The 600 deaf people in Wellington at last have their own sign interpreter.
Rachel Locker, right, was appointed as a sign language interpreter for the deaf, on Monday.
Based in the Wellington field office of the New Zealand Association for the Deaf, Miss Locker sees her role as opening up opportunities for the deaf.
“They will be able to speak for themselves,” she said.
Recently she attended a union meeting with a deaf person who said for the first time they had been able to understand what was going on.
She will also work with the police, a group the deaf have had problems with in the past.
The police could assume they are drunk and disorderly because of their speech, she said.
Many people assumed the deaf could lipread, said Miss Locker.
But even the best lip readers understood only as much as half of a conversation, she said.
In spite of this, sign language was banned in schools for the deaf until five years ago. Then the children began learning the Australasian sign language. It was a complete language, invented by hearing people and based on English.
This language had never been observed and recorded until a pioneer sign language course was set up in Auckland this year.
The eight sign language students spent part of the four month course videotaping deaf people signing.
But on graduation in September only three of them got jobs. The New Zealand Deaf Association would like to employ more but hasn’t got the funds, said Miss Locker.
In New Zealand, there are 7000 deaf people and three sign interpreters. But the Auckland course tutor, Mr Dan Levitt, was one of 70 interpreters for 250 deaf students and staff at California State University.
This generation of New Zealand deaf children would be ready for university education, Miss Locker said. Because of sign language they were literate, unlike many deaf adults.
“If adults want further education they now have a chance,” she said, because she was willing to attend classes with them and interpret.
Miss Locker hopes that hospitals, the police welfare, justice and labour departments will ask for the service.
She wants deaf people to seek help if they wish to see their lawyer or accountant, negotiate employment or simply make a phone call.
“And as demand increases we hope Government will recognise the value of the service and provide funds for further interpreters,” Miss Locker said.

# TASK TO COMPLETE
List every figure the article gives for a number of people, with what each one counts. The items that follow come from a separate source and have no connection to the article.

# INFORMATION
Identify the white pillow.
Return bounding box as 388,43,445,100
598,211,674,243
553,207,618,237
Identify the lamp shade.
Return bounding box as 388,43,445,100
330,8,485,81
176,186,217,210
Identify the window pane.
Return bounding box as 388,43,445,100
* * *
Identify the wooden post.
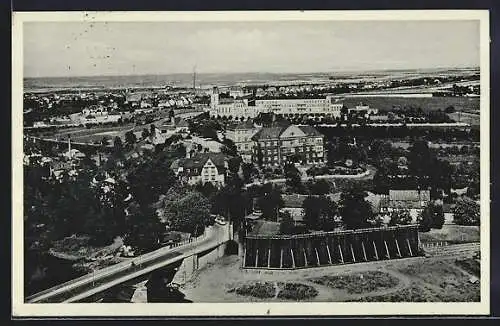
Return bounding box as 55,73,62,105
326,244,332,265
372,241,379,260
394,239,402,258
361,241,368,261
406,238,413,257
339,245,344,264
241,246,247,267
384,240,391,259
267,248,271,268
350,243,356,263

# COMPLETED TASK
- 600: deaf people in Wellington
- eight: students on the sign language course
- three: graduates of the course who got jobs
- 7000: deaf people in New Zealand
- three: sign interpreters in New Zealand
- 70: interpreters at California State University
- 250: deaf students and staff at California State University